In the entries below, the lines from the one with "--target thin twig" through the one with "--target green grass blade" are to be copied exactly; both ends count.
Records START
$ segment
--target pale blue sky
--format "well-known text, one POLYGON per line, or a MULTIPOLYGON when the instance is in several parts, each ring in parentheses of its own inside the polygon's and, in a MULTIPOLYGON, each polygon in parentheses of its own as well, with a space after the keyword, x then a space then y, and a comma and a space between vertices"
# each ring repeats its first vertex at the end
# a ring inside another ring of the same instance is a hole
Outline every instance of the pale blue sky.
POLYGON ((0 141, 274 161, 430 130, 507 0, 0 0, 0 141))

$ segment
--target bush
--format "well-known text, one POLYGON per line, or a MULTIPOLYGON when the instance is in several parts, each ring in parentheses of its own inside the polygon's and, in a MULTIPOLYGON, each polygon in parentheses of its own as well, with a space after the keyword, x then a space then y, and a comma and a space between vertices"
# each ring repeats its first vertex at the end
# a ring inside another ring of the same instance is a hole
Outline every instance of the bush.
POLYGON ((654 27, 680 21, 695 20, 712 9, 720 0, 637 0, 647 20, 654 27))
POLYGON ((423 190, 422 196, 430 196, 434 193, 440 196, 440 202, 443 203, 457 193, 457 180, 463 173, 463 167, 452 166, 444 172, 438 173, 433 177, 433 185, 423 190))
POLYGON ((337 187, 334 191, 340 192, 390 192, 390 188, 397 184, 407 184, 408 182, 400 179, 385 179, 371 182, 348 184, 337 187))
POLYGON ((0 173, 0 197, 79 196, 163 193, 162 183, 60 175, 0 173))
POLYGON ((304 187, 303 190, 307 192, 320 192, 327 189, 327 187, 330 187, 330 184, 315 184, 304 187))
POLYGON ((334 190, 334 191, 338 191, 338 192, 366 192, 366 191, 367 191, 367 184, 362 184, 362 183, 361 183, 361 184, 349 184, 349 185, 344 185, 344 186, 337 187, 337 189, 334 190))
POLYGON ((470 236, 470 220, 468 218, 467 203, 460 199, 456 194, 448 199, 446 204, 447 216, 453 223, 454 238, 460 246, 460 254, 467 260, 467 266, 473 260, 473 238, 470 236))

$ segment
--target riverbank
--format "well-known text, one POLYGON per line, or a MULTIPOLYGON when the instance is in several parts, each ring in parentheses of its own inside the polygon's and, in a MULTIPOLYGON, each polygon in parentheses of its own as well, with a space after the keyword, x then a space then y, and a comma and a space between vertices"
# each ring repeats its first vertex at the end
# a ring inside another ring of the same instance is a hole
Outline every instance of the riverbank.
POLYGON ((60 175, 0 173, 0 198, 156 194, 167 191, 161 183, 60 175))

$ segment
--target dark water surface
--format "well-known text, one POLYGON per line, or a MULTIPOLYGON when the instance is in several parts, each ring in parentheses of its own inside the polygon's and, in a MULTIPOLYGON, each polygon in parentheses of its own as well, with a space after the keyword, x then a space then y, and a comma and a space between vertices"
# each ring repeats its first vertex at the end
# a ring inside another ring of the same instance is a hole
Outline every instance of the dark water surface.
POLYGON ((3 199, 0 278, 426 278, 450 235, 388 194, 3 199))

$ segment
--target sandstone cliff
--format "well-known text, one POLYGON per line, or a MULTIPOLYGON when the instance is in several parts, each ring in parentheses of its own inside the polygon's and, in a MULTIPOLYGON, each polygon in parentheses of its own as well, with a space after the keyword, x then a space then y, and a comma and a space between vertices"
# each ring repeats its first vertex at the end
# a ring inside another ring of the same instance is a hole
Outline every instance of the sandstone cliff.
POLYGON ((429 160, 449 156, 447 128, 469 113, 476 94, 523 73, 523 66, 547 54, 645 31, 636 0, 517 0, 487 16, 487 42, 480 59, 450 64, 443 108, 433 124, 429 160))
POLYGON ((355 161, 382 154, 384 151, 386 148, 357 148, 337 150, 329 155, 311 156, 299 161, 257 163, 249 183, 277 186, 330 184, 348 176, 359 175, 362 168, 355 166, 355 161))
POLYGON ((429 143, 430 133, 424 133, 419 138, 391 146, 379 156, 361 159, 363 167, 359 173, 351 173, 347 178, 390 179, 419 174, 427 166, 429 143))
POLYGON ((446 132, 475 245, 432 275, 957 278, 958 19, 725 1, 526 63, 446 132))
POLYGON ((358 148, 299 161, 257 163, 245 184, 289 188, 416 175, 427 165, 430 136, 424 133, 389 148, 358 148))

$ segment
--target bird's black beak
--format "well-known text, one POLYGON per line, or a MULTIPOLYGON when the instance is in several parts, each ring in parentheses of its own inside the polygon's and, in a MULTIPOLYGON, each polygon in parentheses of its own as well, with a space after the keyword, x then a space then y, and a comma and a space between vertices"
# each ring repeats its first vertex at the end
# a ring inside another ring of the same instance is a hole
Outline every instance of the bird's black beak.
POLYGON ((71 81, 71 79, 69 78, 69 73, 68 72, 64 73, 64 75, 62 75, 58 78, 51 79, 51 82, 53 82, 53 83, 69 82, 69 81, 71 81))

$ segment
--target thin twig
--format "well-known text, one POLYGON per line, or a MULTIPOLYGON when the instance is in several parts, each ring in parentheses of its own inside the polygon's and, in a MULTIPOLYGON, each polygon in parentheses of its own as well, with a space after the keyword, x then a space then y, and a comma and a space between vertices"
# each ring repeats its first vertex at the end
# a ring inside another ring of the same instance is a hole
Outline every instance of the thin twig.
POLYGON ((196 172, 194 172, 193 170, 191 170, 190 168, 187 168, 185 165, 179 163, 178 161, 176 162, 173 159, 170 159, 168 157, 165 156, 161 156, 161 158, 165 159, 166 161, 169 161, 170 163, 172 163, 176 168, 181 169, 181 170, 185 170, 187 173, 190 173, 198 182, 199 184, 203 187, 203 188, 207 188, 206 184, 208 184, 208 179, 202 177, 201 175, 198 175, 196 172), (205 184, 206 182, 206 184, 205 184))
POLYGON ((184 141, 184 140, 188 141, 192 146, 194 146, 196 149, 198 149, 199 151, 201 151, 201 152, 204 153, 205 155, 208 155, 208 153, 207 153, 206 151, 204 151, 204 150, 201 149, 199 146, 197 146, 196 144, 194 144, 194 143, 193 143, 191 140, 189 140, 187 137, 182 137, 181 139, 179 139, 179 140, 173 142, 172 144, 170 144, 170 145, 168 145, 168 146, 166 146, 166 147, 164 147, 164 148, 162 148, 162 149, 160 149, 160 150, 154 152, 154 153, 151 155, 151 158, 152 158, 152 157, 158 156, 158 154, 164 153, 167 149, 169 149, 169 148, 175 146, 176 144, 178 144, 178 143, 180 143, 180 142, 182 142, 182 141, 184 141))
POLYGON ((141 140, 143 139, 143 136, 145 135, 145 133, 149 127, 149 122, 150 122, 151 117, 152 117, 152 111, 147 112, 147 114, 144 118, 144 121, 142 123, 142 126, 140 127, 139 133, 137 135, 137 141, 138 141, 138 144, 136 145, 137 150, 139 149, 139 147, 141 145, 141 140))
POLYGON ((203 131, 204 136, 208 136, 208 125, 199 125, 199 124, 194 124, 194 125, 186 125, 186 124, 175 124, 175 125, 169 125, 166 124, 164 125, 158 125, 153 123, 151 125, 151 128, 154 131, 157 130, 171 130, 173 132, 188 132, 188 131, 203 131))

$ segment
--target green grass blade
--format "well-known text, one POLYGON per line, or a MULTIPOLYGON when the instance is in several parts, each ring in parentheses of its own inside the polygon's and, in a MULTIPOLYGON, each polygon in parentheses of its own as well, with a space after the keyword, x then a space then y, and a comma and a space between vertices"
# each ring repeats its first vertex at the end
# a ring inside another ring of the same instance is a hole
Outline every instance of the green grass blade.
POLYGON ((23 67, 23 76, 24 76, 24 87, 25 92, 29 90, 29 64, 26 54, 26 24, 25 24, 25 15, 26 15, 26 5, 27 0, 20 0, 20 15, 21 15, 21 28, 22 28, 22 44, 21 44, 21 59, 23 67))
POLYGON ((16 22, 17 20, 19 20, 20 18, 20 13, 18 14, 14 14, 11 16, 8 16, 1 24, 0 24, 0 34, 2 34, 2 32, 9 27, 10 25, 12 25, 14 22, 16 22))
Records END
» **Task solution**
--target thin twig
--format "well-known text, one POLYGON per line, or a MULTIPOLYGON when the instance is in several parts, each ring in parentheses of its own inside the polygon's and, in a MULTIPOLYGON, each polygon in parentheses of its own as well, with a space after the keyword, x then a space then y, and a comma and a space between vertices"
# each ring repeats its first vertex at the end
# a ring inside another ring of the same instance is a hole
Outline every instance of the thin twig.
POLYGON ((196 172, 194 172, 193 170, 191 170, 190 168, 187 168, 185 165, 179 163, 178 161, 176 162, 173 159, 170 159, 168 157, 165 156, 161 156, 161 158, 165 159, 166 161, 169 161, 170 163, 172 163, 176 168, 181 169, 181 170, 185 170, 187 173, 190 173, 198 182, 199 184, 203 187, 203 188, 207 188, 206 184, 208 184, 208 179, 202 177, 201 175, 198 175, 196 172), (205 184, 206 182, 206 184, 205 184))
POLYGON ((184 141, 184 140, 188 141, 192 146, 194 146, 196 149, 198 149, 199 151, 201 151, 201 152, 204 153, 205 155, 208 155, 208 153, 207 153, 206 151, 204 151, 204 150, 201 149, 199 146, 197 146, 196 144, 194 144, 194 143, 193 143, 191 140, 189 140, 187 137, 182 137, 181 139, 179 139, 179 140, 173 142, 172 144, 170 144, 170 145, 168 145, 168 146, 166 146, 166 147, 164 147, 164 148, 162 148, 162 149, 160 149, 160 150, 154 152, 154 153, 151 155, 151 158, 152 158, 152 157, 158 156, 158 154, 164 153, 167 149, 169 149, 169 148, 175 146, 176 144, 178 144, 178 143, 180 143, 180 142, 182 142, 182 141, 184 141))
POLYGON ((141 140, 143 139, 143 136, 145 135, 145 133, 149 127, 149 122, 150 122, 151 117, 152 117, 152 111, 147 112, 147 114, 144 118, 144 121, 142 123, 142 126, 140 127, 139 133, 137 135, 137 141, 138 141, 138 144, 136 145, 137 150, 139 149, 139 147, 141 145, 141 140))
POLYGON ((203 131, 204 136, 208 136, 208 125, 199 125, 199 124, 194 124, 194 125, 186 125, 186 124, 175 124, 175 125, 169 125, 166 124, 164 125, 158 125, 153 123, 151 125, 151 128, 154 131, 157 130, 171 130, 173 132, 188 132, 188 131, 203 131))

$ segment
--target green grass blade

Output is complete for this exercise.